## Ausgewählter Auszug
________________

Auch Kristen Stewart scheint in der Rolle der Lou zu sich selbst gekommen zu sein, ihr gewohnt desinteressierter Blick verbindet sich hier mit dem abgeklärten Auftreten einer lesbischen Einzelgängerin, der die provinzielle Welt um sie herum zu klein ist. Die unkonventionellen Protagonistinnen wirken dabei nie wie Schablonen, die die männlich geprägte Gangsterfilmgeschichte abreißen sollen, sondern fügen dieser auf äußerst originelle Weise etwas Neues hinzu – Glass kümmert sich nicht um Identitätspolitik, sondern interessiert sich schlicht für das ­Eigenleben ihrer Charaktere und inszeniert so auf eindrucksvolle Weise vielschichtige, eigensinnige und ­abgeklärte Heldinnen.

________________

## Aufgabe und Vorgaben
Wie lässt sich der ausgewählte Auszug in zwei Sätzen zusammenfassen?

## Auszüge aus Datensätzen
________________

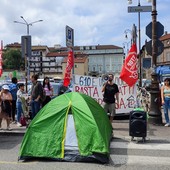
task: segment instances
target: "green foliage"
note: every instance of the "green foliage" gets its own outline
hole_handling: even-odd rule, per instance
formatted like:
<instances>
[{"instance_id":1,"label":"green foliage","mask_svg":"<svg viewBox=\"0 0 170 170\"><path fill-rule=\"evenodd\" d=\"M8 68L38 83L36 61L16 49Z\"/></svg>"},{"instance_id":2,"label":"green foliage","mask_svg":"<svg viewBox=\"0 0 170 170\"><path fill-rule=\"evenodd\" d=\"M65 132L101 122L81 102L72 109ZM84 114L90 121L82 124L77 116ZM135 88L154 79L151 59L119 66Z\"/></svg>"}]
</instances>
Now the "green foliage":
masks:
<instances>
[{"instance_id":1,"label":"green foliage","mask_svg":"<svg viewBox=\"0 0 170 170\"><path fill-rule=\"evenodd\" d=\"M20 70L24 68L24 59L18 49L7 49L3 53L3 69Z\"/></svg>"}]
</instances>

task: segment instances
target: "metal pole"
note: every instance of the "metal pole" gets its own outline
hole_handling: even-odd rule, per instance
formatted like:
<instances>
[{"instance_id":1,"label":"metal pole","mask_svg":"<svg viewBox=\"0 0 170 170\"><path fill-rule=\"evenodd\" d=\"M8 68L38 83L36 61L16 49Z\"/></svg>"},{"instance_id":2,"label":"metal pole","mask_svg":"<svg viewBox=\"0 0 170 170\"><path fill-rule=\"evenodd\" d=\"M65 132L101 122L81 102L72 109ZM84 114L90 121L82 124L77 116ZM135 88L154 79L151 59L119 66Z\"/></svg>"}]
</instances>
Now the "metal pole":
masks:
<instances>
[{"instance_id":1,"label":"metal pole","mask_svg":"<svg viewBox=\"0 0 170 170\"><path fill-rule=\"evenodd\" d=\"M157 57L157 34L156 34L156 23L157 23L157 11L156 11L156 0L152 0L152 60L154 72L152 73L151 82L151 104L149 111L149 123L162 125L162 113L160 111L160 89L157 74L155 72L156 68L156 57Z\"/></svg>"},{"instance_id":2,"label":"metal pole","mask_svg":"<svg viewBox=\"0 0 170 170\"><path fill-rule=\"evenodd\" d=\"M140 6L140 0L138 1ZM140 32L140 12L138 12L138 29L139 29L139 86L142 87L142 56L140 55L141 49L141 32Z\"/></svg>"},{"instance_id":3,"label":"metal pole","mask_svg":"<svg viewBox=\"0 0 170 170\"><path fill-rule=\"evenodd\" d=\"M27 35L29 35L29 24L27 24Z\"/></svg>"}]
</instances>

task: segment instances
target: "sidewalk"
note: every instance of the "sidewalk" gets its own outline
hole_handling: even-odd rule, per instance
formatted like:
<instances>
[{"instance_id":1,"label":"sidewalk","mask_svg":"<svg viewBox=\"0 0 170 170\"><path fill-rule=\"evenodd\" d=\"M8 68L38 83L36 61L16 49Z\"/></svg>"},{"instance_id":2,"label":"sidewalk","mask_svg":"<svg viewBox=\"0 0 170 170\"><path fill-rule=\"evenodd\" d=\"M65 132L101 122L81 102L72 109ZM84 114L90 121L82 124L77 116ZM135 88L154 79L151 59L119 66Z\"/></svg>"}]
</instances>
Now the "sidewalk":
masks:
<instances>
[{"instance_id":1,"label":"sidewalk","mask_svg":"<svg viewBox=\"0 0 170 170\"><path fill-rule=\"evenodd\" d=\"M163 118L164 119L164 118ZM113 127L114 127L114 137L115 138L122 138L122 139L130 139L129 136L129 120L113 120ZM6 130L6 121L2 121L2 128L0 130L0 134L2 135L24 135L27 128L18 127L17 124L10 125L12 130ZM167 139L170 140L170 127L165 126L156 126L152 124L147 125L147 138L159 138L159 139Z\"/></svg>"},{"instance_id":2,"label":"sidewalk","mask_svg":"<svg viewBox=\"0 0 170 170\"><path fill-rule=\"evenodd\" d=\"M17 124L10 124L10 127L12 128L12 130L6 130L7 125L6 125L6 121L3 119L2 120L2 125L1 128L2 130L0 130L0 134L2 135L24 135L26 132L26 126L23 127L18 127Z\"/></svg>"}]
</instances>

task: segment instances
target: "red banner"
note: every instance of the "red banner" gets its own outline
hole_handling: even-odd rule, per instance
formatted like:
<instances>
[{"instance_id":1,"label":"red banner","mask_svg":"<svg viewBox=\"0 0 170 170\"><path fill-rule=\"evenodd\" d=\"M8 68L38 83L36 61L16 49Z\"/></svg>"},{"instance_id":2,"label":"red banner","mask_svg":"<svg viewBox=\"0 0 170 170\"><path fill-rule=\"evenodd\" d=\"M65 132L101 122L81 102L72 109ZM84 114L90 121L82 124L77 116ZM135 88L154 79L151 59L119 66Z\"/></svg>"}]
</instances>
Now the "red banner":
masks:
<instances>
[{"instance_id":1,"label":"red banner","mask_svg":"<svg viewBox=\"0 0 170 170\"><path fill-rule=\"evenodd\" d=\"M2 50L3 50L3 43L1 41L1 47L0 47L0 77L2 75Z\"/></svg>"},{"instance_id":2,"label":"red banner","mask_svg":"<svg viewBox=\"0 0 170 170\"><path fill-rule=\"evenodd\" d=\"M130 87L133 86L138 80L138 69L137 69L137 47L133 44L128 56L125 59L120 78L126 82Z\"/></svg>"},{"instance_id":3,"label":"red banner","mask_svg":"<svg viewBox=\"0 0 170 170\"><path fill-rule=\"evenodd\" d=\"M68 85L70 84L71 69L72 69L73 65L74 65L73 51L70 50L68 52L67 66L66 66L64 82L63 82L63 85L65 87L68 87Z\"/></svg>"}]
</instances>

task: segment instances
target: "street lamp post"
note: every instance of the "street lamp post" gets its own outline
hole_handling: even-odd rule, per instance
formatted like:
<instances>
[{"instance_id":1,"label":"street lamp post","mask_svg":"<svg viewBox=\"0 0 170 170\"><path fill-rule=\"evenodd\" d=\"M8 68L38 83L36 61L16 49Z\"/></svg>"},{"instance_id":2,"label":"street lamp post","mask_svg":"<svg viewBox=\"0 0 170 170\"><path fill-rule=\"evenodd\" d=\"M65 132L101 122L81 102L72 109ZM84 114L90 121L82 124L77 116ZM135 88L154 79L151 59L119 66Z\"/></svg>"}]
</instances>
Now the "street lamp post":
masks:
<instances>
[{"instance_id":1,"label":"street lamp post","mask_svg":"<svg viewBox=\"0 0 170 170\"><path fill-rule=\"evenodd\" d=\"M37 20L37 21L28 23L23 16L20 16L20 17L22 18L22 20L23 20L24 22L14 21L14 23L26 25L26 26L27 26L27 35L29 35L29 26L32 26L33 24L35 24L35 23L37 23L37 22L42 22L42 21L43 21L43 20Z\"/></svg>"},{"instance_id":2,"label":"street lamp post","mask_svg":"<svg viewBox=\"0 0 170 170\"><path fill-rule=\"evenodd\" d=\"M152 82L151 82L151 105L149 111L149 123L162 125L162 113L160 111L160 90L156 69L156 58L158 53L157 48L157 33L156 33L156 23L157 23L157 11L156 11L156 0L152 0L152 60L153 60L153 70Z\"/></svg>"},{"instance_id":3,"label":"street lamp post","mask_svg":"<svg viewBox=\"0 0 170 170\"><path fill-rule=\"evenodd\" d=\"M124 33L125 33L125 38L126 39L128 39L128 33L130 33L130 37L131 37L131 44L130 45L132 45L132 30L130 30L130 29L126 29L125 31L124 31Z\"/></svg>"},{"instance_id":4,"label":"street lamp post","mask_svg":"<svg viewBox=\"0 0 170 170\"><path fill-rule=\"evenodd\" d=\"M28 47L29 26L32 26L33 24L35 24L37 22L42 22L43 20L37 20L37 21L28 23L23 16L20 16L20 17L24 22L14 21L14 23L23 24L23 25L27 26L27 38L24 38L24 42L22 42L22 43L24 43L23 46L24 46L24 57L25 57L25 86L26 86L26 92L27 92L27 84L28 84L28 79L30 76L30 57L31 56L28 56L28 54L25 51L27 51L27 52L29 51L29 49L28 49L29 48ZM31 39L31 37L30 37L30 39Z\"/></svg>"},{"instance_id":5,"label":"street lamp post","mask_svg":"<svg viewBox=\"0 0 170 170\"><path fill-rule=\"evenodd\" d=\"M149 0L147 0L149 1ZM128 0L128 4L132 4L132 0ZM141 50L141 31L140 31L140 13L141 12L149 12L150 9L145 6L145 8L141 8L142 6L140 5L140 0L138 0L138 6L137 7L132 7L131 10L128 12L137 12L138 13L138 40L139 40L139 86L142 86L142 56L140 54Z\"/></svg>"},{"instance_id":6,"label":"street lamp post","mask_svg":"<svg viewBox=\"0 0 170 170\"><path fill-rule=\"evenodd\" d=\"M132 4L132 0L128 0L128 4ZM138 0L138 7L140 7L140 0ZM141 49L141 32L140 32L140 11L138 11L138 48L139 48L139 86L142 86L142 57L140 55Z\"/></svg>"},{"instance_id":7,"label":"street lamp post","mask_svg":"<svg viewBox=\"0 0 170 170\"><path fill-rule=\"evenodd\" d=\"M128 52L129 52L129 44L132 45L131 41L129 42L123 42L123 49L125 49L125 55L127 56Z\"/></svg>"}]
</instances>

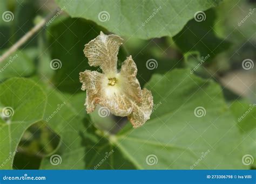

________________

## Lösung der Aufgabe
Kristen Stewart verbindet als Lou ihren gewohnt desinteressierten Blick mit dem abgeklärten Auftreten einer lesbischen Einzelgängerin, der die provinzielle Welt zu klein ist. Die unkonventionellen Protagonistinnen wirken nie wie Schablonen, sondern fügen der männlich geprägten Gangsterfilmgeschichte etwas Neues hinzu, denn Glass interessiert sich statt für Identitätspolitik für das Eigenleben ihrer Charaktere und inszeniert so vielschichtige, eigensinnige Heldinnen.